**PASSAGE TO READ**
▬▬▬

Peak & Prairie
October / November 1998
Are Mosquitoes Conservation Priorities?
by Jean Smith, Chapter Ecosystems Cochair
Looking across South Park, west of Fairplay the Mosquito Range forms a long ridge which divides the headwaters of the Arkansas from the South Platte. Further west, Leadville sits among the reminders of the mining days. The twin humps of Buffalo Peaks Wilderness anchor the south end of the ridge, and the north end rises to the Continental Divide. Should this area be protected for the sake of native biodiversity? Should it be part of the network of reserves and connecting corridors which will one day rewild Colorado and North America?
State of today's ecosystems
To help answer this question, it is helpful to know how today's ecosystems compare with their more "natural" conditions of several hundred years ago. Today our power-multiplying machines and burgeoning numbers are radically affecting our surroundings, and some sense of the amount and rate of change will inform our land use decisions. The Southern Rockies Ecosystem Project (SREP) will publish a "State of the Ecosystem Report" late in 1998 as a tool for land use planners and conservationists.

▬▬▬

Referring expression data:

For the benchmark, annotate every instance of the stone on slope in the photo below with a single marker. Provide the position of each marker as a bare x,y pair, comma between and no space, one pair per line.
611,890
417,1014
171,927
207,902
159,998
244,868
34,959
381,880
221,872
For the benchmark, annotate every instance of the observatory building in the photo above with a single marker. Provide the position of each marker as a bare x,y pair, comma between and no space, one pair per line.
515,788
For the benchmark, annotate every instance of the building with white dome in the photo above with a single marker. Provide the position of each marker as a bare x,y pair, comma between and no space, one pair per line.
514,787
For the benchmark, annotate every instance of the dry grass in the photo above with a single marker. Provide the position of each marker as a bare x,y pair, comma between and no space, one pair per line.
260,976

▬▬▬

**STUDY QUESTIONS**
A: Answer these from the Mosquito Range article:
(i) Which two rivers have headwaters divided by the Mosquito Range?
(ii) What wilderness anchors the south end of the ridge?
(iii) What document does the Southern Rockies Ecosystem Project plan to publish late in 1998?
B: Transcribe the Mosquito Range article, starting at "Peak & Prairie" and ending at "and North America?".
The rows are separate material and have nothing to do with the Mosquito Range article.

**RESULTS FOR THE EXERCISE**
A:
(i) The Arkansas and the South Platte.
(ii) Buffalo Peaks Wilderness.
(iii) A "State of the Ecosystem Report."

B:
Peak & Prairie
October / November 1998
Are Mosquitoes Conservation Priorities?
by Jean Smith, Chapter Ecosystems Cochair
Looking across South Park, west of Fairplay the Mosquito Range forms a long ridge which divides the headwaters of the Arkansas from the South Platte. Further west, Leadville sits among the reminders of the mining days. The twin humps of Buffalo Peaks Wilderness anchor the south end of the ridge, and the north end rises to the Continental Divide. Should this area be protected for the sake of native biodiversity? Should it be part of the network of reserves and connecting corridors which will one day rewild Colorado and North America?